* [INSTRUCTIONS]
- A) Please rewrite the paragraph of the TV adaptations review that begins "If you weren't around" more briefly, keeping its main facts.
- B) Write the next part of the TV adaptations review, starting right after its final sentence.

* [TEXT SHOWN]

As with The Tommyknockers, I sympathize with any adapter of this novel. Director Tommy Lee Wallace did the best he could, I'm sure, between a rock (the novel) and a hard place (network standards.) He chose to emphasize the best of what he had: Tim Curry as Pennywise. The Barrens look pretty cool, and there are a few nice scenes here and there, but Curry's turn as the killer clown who terrorizes the children of Derry towers over the production. 

Everything else? On paper, some of the casting is great; in practice/ as directed, not so much. Like The Tommyknockers, scrubbing the source material of its more controversial elements is understandable, but it lessens the scope and impact of the novel considerably. Sure, the novel's kind of overstuffed and goes to some ill-advised places, but the oversimplifications in display here are not the answer. 



3.
(1994)

If you weren't around or paying attention at the time, this was one of the last Event-TV miniseries of its day. (Despite Hulu's claims re: 11.22.63) This was "Oh my God, they're making The Stand" followed by phone calls after (not during) and everyone taping it on VHS and organizing watching parties. I wasn't reading King in '94, but I definitely was one of 19 million Americans who tuned in for each of its four parts.

Alas, it hasn't aged too well. This AV Club review is worth reading in full for all the reasons why. Here are some excerpts:

"Everything from casting choices to wardrobe to musical cues cements The Stand firmly in the mid-’90s, sacrificing any timelessness in favor of an already dated sensibility. It’s not the self-aware frolic of Clueless or the drab naturalism of Office Space. This is 1994 as an ’80s hangover, complete with former members of the Brat Pack and an 8-year-old Top 10 hit already milked for nostalgia."

(Although I really like that "Don't Dream It's Over" scene, me.)

"When so many performances fall flat, it’s hard to blame the actors. Except for Frannie’s furrowed eyebrows of apocalypse, everything plays so big, with yelling, emphatic gestures, pervasive unearned comradery or antipathy, that there’s no room for small moments to expand, not that there are a lot of small moments in The Stand. Mick Garris never met a Dutch angle or a jump scare he didn’t like, and he didn’t start underplaying in a cross-country tale of Biblical catastrophe."

* [DATASET CONTENT]

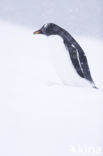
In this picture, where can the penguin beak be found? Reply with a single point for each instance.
(37, 32)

* [TASK-BY-TASK OUTPUTS]
- A) The Stand (1994) was among the last Event-TV miniseries of its day, whatever Hulu claimed about 11.22.63. People called each other after each airing, taped it on VHS and held watching parties. The writer wasn't reading King yet but was one of the 19 million Americans who watched all four parts.

- B)
"Gravity and compassion are what this version of The Stand lacks, as well as metaphor. The story of tragic destiny is rendered flat and trite. It’s not just prosaic and pedestrian, though it is both of those. (It's) constrained, diminished by its dreary pace, by simplistic characters and motivations, and by its cramped, narrow sense of time. "

I liked Nick and Tom, though. Most of the casting, actually. Except Molly Ringwald as Frannie and Corin Nemec as Harold.

The Stand (the book) is two different books: one is an ultra-realistic character study of a society in breakdown and recovery, with micro/macro managed adeptly, and the other is a pulp religious parable where characters receive their instructions from dreams and a retarded man is put under deep hypnosis to become a spy and God speaks through burning bushes and stuff like that. The Stand (the miniseries) skimps on the former and doesn't gracefully handle the latter. 

Nevertheless, it's watchable and has more than a few things about it that I really like, even if it's way too literal (particularly with the "hand of God" at the end.) Sooner or later someone will do the book correctly and I can jettison this excuse but until that happens, I'm forgiving of much of it simply because I enjoy having some version of it to watch.

2.
Salem's Lot
(1979)

Talk to anyone born in the 60s or 70s and you'll hear the same story about how freaked out they were by dead Ralphie Glick (Ronnie Scribner) scratching on brother Mark Petrie (Brad Savage, from Red Dawn and a bunch of 70s/80s TV)'s bedroom window. It's definitely a watershed image of 70s TV, right up there with Kunta Kinte, Wonder Woman, and Columbo.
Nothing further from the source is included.